[Entries from a pointing dataset]
-------------------------

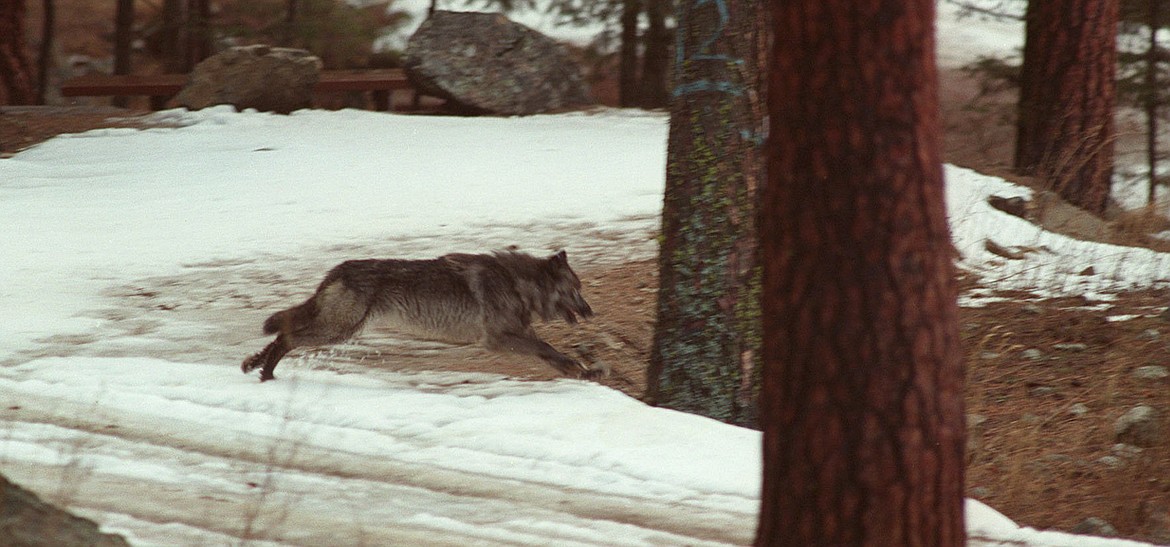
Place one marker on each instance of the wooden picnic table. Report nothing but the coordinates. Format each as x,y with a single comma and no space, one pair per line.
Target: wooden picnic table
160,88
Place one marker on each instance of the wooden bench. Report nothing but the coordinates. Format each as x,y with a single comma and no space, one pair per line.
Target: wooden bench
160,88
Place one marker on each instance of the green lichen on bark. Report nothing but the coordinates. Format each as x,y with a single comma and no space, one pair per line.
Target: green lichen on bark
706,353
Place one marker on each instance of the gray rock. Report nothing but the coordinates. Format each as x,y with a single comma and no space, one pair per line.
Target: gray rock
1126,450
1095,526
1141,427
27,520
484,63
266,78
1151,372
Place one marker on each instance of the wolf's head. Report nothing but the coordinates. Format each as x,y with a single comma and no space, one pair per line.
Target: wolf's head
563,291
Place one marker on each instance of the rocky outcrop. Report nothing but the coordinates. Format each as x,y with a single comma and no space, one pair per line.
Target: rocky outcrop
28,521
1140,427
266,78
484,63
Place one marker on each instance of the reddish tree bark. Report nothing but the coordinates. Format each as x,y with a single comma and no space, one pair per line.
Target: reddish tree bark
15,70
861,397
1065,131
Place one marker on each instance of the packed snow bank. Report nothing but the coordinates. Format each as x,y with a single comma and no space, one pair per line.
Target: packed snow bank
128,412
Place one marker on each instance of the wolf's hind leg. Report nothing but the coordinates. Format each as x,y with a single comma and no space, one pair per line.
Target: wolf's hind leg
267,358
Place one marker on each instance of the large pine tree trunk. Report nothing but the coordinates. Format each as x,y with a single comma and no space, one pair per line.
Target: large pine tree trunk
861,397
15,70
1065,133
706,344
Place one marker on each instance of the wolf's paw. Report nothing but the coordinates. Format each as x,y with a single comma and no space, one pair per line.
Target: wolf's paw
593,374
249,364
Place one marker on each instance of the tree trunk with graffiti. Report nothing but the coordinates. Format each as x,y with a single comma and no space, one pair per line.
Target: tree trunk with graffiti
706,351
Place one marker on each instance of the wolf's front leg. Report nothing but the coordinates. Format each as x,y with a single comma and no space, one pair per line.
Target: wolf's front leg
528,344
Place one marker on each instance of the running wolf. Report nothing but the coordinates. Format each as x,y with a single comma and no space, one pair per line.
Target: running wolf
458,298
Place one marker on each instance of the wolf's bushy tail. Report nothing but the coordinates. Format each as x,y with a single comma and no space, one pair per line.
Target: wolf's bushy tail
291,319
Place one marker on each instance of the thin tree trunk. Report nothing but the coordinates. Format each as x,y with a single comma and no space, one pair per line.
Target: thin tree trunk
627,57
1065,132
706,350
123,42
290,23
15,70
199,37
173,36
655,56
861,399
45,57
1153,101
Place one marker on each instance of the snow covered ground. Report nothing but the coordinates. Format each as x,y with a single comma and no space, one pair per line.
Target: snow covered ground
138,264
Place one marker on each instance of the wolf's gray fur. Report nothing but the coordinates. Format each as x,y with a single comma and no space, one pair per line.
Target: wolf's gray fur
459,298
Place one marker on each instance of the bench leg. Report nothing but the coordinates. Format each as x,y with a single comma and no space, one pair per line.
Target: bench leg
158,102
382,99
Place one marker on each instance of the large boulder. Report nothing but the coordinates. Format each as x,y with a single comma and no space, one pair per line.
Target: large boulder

-------------------------

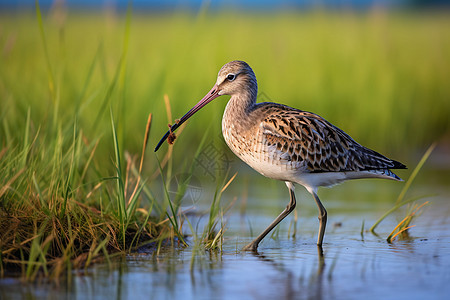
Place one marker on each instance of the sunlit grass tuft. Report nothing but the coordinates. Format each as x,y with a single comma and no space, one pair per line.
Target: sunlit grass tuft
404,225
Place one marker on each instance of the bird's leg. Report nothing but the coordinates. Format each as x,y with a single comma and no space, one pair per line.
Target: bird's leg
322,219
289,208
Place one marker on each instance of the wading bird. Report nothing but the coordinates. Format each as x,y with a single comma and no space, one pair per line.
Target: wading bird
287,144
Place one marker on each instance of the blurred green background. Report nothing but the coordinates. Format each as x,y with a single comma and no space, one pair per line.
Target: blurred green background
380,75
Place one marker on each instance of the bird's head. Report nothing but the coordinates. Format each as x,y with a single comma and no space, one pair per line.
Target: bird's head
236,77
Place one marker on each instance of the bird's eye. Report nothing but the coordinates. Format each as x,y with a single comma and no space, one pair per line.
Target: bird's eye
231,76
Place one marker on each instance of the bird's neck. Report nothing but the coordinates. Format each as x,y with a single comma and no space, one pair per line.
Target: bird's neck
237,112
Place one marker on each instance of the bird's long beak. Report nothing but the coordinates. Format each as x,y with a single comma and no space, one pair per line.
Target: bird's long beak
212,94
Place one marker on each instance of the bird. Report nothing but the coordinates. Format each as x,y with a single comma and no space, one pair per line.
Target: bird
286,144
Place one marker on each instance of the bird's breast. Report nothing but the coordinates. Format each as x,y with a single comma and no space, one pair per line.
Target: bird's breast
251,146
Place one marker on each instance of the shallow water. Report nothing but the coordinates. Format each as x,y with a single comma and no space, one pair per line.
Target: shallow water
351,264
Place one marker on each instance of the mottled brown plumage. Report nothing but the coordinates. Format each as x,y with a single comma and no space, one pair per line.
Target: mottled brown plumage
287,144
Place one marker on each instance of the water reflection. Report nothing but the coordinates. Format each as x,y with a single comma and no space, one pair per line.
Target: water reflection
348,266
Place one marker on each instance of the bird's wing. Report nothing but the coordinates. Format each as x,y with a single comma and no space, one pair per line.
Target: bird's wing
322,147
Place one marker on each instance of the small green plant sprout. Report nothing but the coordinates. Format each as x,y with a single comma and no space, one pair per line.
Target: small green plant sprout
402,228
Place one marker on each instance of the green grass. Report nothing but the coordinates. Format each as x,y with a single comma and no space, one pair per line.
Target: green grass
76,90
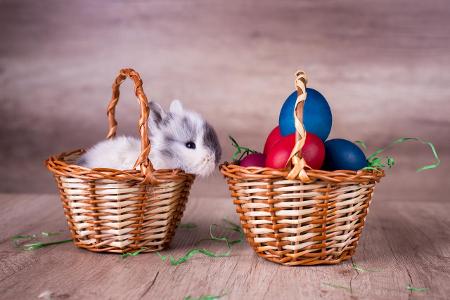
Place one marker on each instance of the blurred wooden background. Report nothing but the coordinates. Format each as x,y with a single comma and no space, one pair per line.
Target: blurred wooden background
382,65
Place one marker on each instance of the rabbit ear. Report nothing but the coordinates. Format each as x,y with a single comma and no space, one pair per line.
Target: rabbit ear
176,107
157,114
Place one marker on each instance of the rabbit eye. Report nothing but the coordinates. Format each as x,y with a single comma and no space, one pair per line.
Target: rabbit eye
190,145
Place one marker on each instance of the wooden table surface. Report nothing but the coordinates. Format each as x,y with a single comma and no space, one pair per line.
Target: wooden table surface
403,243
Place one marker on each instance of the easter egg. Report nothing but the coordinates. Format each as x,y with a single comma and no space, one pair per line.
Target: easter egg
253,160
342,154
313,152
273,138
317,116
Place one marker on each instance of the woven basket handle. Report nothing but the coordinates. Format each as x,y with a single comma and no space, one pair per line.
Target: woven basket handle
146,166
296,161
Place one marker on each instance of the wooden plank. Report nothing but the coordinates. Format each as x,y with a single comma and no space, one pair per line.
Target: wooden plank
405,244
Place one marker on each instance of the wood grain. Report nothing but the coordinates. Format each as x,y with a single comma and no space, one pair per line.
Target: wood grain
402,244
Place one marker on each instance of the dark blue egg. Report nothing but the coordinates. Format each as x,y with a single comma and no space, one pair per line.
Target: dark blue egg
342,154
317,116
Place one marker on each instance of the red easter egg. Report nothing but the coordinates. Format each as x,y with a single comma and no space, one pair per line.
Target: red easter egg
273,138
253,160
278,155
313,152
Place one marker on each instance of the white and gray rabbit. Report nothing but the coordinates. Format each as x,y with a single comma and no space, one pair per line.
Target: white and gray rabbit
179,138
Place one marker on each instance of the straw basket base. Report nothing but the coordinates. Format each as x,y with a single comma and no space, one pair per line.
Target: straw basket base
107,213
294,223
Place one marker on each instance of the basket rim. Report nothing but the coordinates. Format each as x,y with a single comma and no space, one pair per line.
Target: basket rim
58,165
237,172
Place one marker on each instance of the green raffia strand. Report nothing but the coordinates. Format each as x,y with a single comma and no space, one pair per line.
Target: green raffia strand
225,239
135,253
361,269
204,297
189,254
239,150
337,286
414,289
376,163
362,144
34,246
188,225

-------------------------

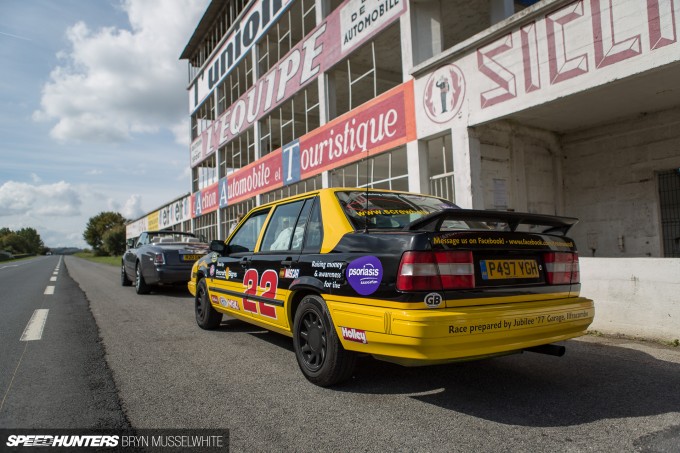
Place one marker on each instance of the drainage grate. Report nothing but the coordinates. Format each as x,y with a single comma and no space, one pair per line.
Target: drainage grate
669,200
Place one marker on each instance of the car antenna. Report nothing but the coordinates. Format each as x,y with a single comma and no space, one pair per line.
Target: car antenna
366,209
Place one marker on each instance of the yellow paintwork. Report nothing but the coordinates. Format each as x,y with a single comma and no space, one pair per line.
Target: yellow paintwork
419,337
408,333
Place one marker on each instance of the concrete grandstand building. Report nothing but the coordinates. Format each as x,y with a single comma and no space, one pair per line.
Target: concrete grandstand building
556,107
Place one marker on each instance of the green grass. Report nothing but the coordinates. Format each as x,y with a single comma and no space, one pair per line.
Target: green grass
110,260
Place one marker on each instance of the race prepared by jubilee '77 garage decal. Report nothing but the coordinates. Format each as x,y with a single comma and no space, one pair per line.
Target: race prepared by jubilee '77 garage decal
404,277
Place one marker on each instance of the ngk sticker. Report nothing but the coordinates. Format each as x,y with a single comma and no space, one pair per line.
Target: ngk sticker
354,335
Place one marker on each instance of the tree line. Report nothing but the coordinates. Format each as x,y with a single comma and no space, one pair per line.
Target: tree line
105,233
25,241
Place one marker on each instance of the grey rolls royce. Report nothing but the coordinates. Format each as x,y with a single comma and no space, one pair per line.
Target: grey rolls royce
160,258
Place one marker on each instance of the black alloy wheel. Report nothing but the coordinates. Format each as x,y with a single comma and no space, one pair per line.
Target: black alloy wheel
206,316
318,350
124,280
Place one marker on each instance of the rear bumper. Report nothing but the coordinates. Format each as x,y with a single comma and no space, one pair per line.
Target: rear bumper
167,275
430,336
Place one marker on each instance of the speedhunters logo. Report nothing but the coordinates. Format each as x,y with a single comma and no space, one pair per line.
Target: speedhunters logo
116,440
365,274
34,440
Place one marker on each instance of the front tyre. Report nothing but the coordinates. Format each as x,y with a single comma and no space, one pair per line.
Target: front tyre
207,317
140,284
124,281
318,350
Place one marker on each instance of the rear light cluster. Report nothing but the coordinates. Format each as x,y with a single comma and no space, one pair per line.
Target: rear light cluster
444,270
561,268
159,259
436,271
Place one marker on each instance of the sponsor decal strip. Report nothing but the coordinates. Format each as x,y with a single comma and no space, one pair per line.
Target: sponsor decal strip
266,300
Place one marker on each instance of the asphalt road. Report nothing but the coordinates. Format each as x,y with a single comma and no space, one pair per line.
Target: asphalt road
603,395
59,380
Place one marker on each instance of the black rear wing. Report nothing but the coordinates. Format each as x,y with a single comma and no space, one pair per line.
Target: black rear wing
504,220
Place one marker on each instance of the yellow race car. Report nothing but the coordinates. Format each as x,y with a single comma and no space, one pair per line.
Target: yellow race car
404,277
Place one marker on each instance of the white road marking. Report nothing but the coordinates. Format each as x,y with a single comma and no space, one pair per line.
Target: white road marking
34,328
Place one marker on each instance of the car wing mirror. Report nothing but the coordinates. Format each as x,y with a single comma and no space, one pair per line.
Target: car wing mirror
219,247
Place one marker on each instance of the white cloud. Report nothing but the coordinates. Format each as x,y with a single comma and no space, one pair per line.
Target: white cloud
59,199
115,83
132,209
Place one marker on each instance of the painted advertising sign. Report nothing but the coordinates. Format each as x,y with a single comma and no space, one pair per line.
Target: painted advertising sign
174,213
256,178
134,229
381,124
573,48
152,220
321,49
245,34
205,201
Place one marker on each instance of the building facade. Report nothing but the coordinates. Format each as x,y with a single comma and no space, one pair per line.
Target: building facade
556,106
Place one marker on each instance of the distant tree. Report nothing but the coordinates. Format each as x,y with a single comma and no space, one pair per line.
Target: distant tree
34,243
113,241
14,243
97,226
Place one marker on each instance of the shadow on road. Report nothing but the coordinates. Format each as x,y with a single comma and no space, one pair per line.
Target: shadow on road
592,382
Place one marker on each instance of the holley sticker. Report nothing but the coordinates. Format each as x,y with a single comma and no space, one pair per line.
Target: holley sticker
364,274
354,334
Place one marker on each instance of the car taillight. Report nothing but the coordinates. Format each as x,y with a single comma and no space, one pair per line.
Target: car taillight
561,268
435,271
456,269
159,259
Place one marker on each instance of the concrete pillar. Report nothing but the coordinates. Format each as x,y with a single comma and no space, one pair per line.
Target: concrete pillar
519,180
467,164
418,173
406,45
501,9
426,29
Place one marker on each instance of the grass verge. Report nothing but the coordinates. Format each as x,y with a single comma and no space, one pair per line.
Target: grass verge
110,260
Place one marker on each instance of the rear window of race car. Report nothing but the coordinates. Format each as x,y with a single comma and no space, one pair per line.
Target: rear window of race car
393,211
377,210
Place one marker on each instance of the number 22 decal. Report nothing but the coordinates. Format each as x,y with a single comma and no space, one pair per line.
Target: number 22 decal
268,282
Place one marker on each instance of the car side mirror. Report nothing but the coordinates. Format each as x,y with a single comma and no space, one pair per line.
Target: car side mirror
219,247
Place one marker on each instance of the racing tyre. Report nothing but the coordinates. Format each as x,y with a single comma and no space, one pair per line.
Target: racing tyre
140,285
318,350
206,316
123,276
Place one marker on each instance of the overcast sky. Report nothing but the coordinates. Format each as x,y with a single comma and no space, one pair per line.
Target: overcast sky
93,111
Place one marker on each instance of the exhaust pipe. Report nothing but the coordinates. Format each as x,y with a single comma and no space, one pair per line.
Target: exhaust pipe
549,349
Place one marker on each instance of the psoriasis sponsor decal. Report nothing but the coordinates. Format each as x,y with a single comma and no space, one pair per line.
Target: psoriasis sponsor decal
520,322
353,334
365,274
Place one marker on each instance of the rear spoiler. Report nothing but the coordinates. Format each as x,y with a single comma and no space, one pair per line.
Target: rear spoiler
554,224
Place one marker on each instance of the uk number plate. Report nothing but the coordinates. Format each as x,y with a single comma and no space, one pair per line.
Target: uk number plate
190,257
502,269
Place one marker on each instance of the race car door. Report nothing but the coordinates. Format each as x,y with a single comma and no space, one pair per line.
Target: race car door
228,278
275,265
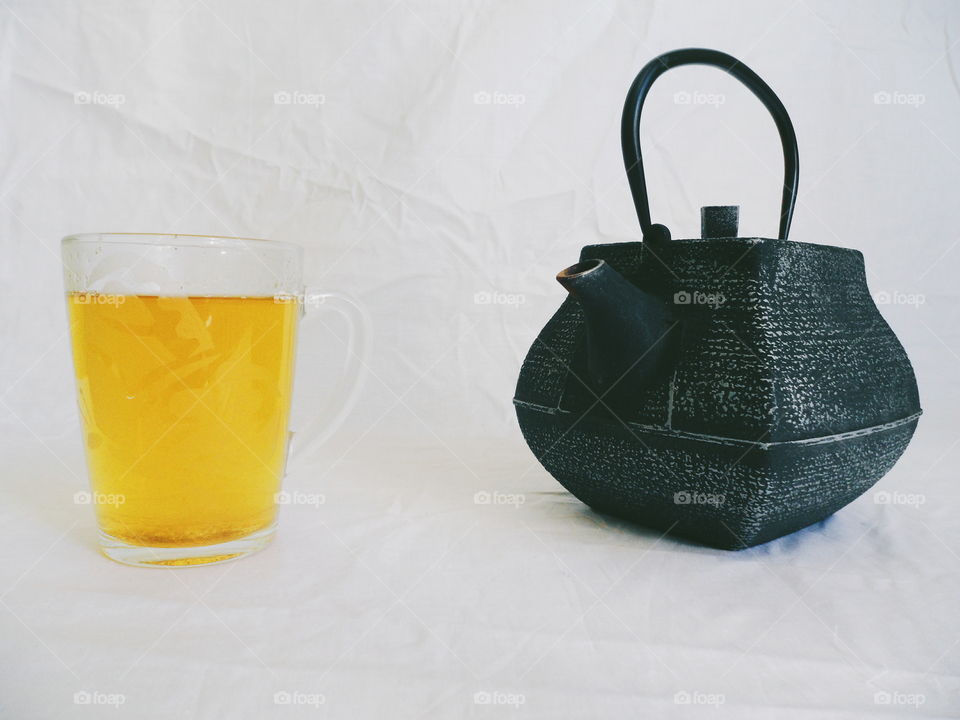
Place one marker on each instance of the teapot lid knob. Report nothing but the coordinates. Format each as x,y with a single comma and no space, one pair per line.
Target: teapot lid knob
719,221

-------------------------

> **DIRECTIONS FOR THIS TASK**: Select every line of the records above that contains the word "taillight", and copy each one out in full.

> **OUTPUT FOR THIS EXERCISE**:
Place one marker on each instance of the car taillight. Report nothing but the coordinates. Format each as x,y with a single comma and no space, one pair per line.
Target: car taillight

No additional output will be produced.